> _Stated problem_
Treat the line containing "Task: indicate one point on every instance of the girl's face" as the first line and the final line of the material below as the last; reproduce that range exactly.

> _Dataset entries_
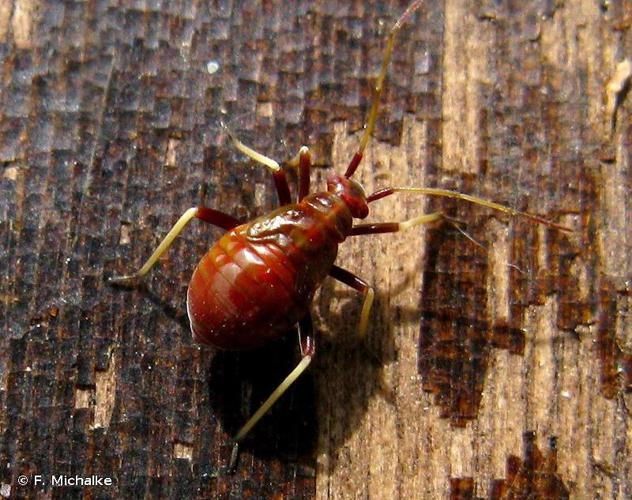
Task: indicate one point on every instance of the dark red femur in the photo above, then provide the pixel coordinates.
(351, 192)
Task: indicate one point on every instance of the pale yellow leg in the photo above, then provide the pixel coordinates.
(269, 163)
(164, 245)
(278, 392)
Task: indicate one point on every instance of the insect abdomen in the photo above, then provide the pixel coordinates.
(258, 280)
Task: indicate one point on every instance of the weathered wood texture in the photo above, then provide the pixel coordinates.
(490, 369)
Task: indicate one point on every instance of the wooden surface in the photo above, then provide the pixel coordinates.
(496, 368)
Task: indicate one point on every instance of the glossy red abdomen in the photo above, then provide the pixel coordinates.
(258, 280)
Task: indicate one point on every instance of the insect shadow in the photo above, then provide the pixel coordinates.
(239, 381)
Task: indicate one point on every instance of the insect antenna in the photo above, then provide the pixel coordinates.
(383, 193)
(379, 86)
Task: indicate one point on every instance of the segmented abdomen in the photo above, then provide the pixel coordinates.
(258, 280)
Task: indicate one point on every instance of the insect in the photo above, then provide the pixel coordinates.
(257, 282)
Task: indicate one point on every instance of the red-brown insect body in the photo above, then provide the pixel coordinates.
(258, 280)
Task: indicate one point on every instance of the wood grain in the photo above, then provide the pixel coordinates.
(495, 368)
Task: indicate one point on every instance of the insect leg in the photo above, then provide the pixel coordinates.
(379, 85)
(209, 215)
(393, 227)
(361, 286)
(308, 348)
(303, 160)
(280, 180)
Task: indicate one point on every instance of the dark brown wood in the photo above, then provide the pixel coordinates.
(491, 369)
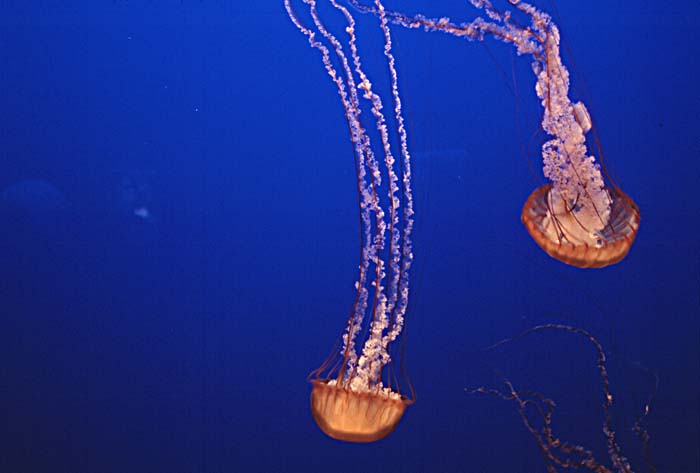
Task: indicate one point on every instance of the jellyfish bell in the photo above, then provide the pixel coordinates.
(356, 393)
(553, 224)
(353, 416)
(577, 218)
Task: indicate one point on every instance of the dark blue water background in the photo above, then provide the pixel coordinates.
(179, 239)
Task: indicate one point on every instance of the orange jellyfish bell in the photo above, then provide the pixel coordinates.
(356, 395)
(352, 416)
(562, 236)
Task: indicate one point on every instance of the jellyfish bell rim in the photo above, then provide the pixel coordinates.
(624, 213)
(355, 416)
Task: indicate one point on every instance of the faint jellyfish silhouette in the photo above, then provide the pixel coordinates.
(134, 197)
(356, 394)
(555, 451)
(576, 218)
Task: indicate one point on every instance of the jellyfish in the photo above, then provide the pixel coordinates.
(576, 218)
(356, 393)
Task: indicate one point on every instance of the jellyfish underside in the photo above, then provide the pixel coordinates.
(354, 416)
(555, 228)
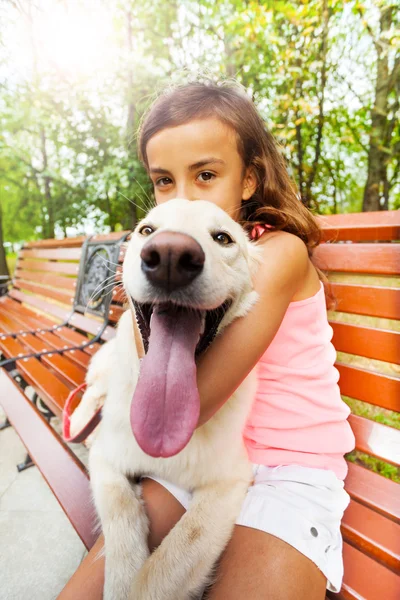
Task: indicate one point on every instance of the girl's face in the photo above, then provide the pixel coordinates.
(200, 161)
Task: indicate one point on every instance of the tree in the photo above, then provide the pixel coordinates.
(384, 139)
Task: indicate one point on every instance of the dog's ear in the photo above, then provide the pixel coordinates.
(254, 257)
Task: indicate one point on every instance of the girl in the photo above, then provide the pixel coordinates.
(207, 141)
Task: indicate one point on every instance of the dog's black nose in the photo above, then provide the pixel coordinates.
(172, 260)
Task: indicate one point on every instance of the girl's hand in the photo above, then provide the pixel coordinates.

> _Task response_
Task: indicate one point on every instance of the girl's face in the photo above, then provide the pixel coordinates.
(200, 161)
Task: indicate one point on every instance of the tree in the photo above, then provide the pixel coordinates.
(384, 139)
Task: indicate one point on every instance of the dog's ear in the photo above, then provide the pixel coordinates.
(254, 257)
Task: indicate one point on every instance of the girl in the photo above, then provide the pixel coordinates.
(207, 141)
Task: indicate one point on every instance of the dog's black nose in the photo above, then provide the pixel coordinates.
(172, 260)
Task: indicate one point on every instance of the girl's hand in the photo above, then provide the pixel coordinates.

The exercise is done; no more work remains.